=== The task ===
Set down exactly the first line of the entries and every line after it, through the line with "Pick out a point on every instance of the orange".

=== Material for this task ===
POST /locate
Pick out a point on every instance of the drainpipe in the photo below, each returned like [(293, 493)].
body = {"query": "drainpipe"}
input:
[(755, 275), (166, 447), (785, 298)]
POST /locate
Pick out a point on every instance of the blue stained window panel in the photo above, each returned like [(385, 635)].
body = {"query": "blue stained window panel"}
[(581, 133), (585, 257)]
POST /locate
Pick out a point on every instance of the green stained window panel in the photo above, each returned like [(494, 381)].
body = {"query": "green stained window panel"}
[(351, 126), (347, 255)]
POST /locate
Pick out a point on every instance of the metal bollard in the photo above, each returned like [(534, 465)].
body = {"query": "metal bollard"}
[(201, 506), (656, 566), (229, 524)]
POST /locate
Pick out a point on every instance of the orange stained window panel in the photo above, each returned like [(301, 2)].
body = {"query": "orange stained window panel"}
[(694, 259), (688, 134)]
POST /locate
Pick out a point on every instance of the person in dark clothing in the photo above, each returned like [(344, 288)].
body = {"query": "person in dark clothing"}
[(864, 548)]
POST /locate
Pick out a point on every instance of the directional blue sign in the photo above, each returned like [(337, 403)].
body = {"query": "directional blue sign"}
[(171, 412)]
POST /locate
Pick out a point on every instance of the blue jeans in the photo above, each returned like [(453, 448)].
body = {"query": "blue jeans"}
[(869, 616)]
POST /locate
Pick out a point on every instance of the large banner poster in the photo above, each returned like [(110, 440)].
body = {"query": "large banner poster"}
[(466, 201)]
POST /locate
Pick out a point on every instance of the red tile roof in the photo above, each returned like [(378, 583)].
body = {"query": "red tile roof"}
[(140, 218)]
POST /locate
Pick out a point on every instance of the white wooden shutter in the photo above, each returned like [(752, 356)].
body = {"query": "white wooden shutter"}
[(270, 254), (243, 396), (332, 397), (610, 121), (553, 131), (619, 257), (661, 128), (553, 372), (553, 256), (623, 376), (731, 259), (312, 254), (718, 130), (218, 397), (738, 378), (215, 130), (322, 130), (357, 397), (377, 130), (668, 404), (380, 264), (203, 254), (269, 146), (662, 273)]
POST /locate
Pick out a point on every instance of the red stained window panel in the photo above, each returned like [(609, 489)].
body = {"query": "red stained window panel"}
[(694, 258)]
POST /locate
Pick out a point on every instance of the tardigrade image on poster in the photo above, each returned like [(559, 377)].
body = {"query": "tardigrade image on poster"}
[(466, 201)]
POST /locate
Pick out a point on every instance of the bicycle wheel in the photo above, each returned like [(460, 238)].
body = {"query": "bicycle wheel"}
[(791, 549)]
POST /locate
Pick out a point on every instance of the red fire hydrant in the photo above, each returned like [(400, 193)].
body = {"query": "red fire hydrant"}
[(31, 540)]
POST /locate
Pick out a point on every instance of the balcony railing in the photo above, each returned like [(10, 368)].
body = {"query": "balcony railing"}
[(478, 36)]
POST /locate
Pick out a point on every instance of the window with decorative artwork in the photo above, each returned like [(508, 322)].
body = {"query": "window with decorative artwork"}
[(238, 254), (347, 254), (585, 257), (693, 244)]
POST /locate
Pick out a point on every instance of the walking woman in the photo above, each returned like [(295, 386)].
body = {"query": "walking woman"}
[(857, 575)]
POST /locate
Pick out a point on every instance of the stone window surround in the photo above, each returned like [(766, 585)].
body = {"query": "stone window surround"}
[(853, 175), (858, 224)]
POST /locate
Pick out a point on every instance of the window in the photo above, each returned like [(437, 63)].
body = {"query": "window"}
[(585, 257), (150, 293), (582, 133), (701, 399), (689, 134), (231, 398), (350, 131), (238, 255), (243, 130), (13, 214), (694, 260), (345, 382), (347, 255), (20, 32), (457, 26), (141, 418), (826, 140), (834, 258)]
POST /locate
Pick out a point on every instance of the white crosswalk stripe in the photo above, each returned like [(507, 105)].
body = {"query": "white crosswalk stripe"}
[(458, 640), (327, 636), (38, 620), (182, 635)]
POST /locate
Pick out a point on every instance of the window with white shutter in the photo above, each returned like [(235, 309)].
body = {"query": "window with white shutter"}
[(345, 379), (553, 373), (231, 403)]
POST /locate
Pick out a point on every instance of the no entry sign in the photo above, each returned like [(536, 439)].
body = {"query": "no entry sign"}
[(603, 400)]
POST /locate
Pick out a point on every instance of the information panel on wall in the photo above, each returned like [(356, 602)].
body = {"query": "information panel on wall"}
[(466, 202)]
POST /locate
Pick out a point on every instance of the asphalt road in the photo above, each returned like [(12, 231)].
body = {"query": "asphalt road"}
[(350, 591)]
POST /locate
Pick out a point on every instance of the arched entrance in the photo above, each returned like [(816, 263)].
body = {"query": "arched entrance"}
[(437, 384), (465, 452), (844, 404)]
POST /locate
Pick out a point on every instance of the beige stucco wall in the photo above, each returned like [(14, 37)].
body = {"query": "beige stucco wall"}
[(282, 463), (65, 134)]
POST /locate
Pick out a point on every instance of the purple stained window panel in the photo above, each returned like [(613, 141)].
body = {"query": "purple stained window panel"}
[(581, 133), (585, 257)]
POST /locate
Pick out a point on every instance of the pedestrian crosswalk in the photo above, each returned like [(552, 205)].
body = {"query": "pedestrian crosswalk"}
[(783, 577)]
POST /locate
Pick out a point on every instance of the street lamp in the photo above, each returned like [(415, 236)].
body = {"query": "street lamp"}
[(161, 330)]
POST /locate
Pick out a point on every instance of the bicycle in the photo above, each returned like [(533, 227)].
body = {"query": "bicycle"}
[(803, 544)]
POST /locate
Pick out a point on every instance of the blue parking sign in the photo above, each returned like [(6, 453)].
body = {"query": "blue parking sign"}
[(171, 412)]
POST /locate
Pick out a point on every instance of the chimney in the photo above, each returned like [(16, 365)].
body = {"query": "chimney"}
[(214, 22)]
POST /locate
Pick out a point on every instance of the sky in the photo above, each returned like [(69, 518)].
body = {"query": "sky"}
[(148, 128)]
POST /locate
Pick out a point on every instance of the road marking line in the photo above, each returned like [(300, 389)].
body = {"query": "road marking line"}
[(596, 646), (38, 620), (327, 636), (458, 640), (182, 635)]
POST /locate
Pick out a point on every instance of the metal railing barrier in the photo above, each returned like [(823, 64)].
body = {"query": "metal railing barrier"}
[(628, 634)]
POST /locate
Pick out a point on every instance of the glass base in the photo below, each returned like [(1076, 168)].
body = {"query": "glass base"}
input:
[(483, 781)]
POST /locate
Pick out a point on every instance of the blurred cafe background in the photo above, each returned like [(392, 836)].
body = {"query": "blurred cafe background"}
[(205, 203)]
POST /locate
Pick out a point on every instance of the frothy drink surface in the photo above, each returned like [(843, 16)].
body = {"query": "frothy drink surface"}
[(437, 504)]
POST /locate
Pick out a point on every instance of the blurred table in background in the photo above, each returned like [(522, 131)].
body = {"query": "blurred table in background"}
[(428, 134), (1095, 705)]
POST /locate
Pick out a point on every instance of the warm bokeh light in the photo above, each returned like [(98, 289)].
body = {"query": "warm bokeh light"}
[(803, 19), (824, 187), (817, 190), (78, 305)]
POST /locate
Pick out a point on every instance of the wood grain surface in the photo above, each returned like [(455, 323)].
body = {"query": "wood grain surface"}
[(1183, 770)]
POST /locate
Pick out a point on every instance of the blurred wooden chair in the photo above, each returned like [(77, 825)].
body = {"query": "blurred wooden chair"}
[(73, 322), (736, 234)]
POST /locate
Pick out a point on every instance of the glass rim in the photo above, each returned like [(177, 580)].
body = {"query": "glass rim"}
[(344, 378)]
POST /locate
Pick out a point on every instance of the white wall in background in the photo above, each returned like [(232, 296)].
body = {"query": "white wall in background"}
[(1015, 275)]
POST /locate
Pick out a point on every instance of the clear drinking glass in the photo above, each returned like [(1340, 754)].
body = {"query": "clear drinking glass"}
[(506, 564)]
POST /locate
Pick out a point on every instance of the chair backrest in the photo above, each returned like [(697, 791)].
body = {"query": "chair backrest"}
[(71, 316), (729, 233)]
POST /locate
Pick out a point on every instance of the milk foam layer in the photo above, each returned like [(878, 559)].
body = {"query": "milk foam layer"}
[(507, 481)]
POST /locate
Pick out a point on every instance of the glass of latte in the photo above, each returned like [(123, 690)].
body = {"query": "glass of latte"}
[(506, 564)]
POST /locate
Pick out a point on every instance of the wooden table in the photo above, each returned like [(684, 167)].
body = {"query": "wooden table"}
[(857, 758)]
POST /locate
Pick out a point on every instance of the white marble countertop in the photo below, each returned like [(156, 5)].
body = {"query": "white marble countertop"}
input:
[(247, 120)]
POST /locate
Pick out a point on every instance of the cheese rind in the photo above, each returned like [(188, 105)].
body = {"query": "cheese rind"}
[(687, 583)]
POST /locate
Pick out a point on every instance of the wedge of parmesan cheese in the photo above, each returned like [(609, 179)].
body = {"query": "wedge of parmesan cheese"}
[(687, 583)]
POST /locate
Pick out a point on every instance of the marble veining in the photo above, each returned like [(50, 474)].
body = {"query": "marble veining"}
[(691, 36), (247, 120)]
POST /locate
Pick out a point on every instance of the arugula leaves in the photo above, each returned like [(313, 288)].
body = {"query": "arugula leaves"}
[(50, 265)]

=== Exercise answer ===
POST /locate
Pick out a point on every instance of the drainpipe in the photo below, each returned like [(293, 493)].
body = {"query": "drainpipe"}
input:
[(755, 275), (166, 447), (785, 298)]
POST /locate
Pick out a point on every instance of the blue stained window panel in the photo above, each returned like [(385, 635)].
body = {"query": "blue stained window panel"}
[(581, 133), (585, 257)]
POST /locate
Pick out a point on every instance of the green stained window panel in the photo above, each returned like [(494, 381)].
body = {"query": "green stained window panel"}
[(351, 126), (347, 255)]
POST /locate
Pick out a point on every instance of the metal bollard in the photo above, each returned like [(534, 465)].
body = {"query": "metal bollard"}
[(201, 506), (656, 566), (229, 524)]
POST /locate
Pick out a point on every instance of the orange stained window panel in the photo above, each returned like [(301, 2)].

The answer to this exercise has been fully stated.